Estratto della pagina

== == ==

Passerini Landi, sabato il collettivo Wu Ming presenterà il romanzo “Ufo 78”

13 Aprile 2023 02:23

Alla vigilia dell’incontro, in programma sabato 15 aprile alle ore 17 al Salone monumentale della biblioteca Passerini Landi, con il collettivo di scrittori Wu Ming per la presentazione del loro ultimo romanzo “Ufo 78” (Einaudi, 2022), il bibliotecario Francesco Mazzetta intervista Wu Ming 2 (Giovanni Cattabriga).

All’inizio era “Luther Blissett”, declinazione bolognese del relativo Project, che grazie al successo di “Q” (Einaudi, 1999) si trasforma nel collettivo instabile “Wu Ming” il quale a sua volta contribuisce alla letteratura teorizzando un nuovo genere: il “New Italian Epic” ma anche percorrendo strade che vanno dalle montagne No Tav alla Terra di Mezzo. Qual è il consuntivo del progetto e quali nuovi approdi si prefigge?

== == ==

Dati raccolti

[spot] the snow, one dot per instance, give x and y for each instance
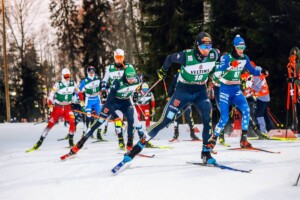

== == ==

Consegna
Rispondi in base all'estratto della pagina sulla presentazione di "Ufo 78".
(a) In che giorno e a che ora è in programma l'incontro con Wu Ming?
(b) Chi intervista Wu Ming 2?
(c) Grazie al successo di quale romanzo "Luther Blissett" si trasforma nel collettivo "Wu Ming"?

Soluzione
(a) Sabato 15 aprile alle ore 17.
(b) Il bibliotecario Francesco Mazzetta.
(c) "Q" (Einaudi, 1999).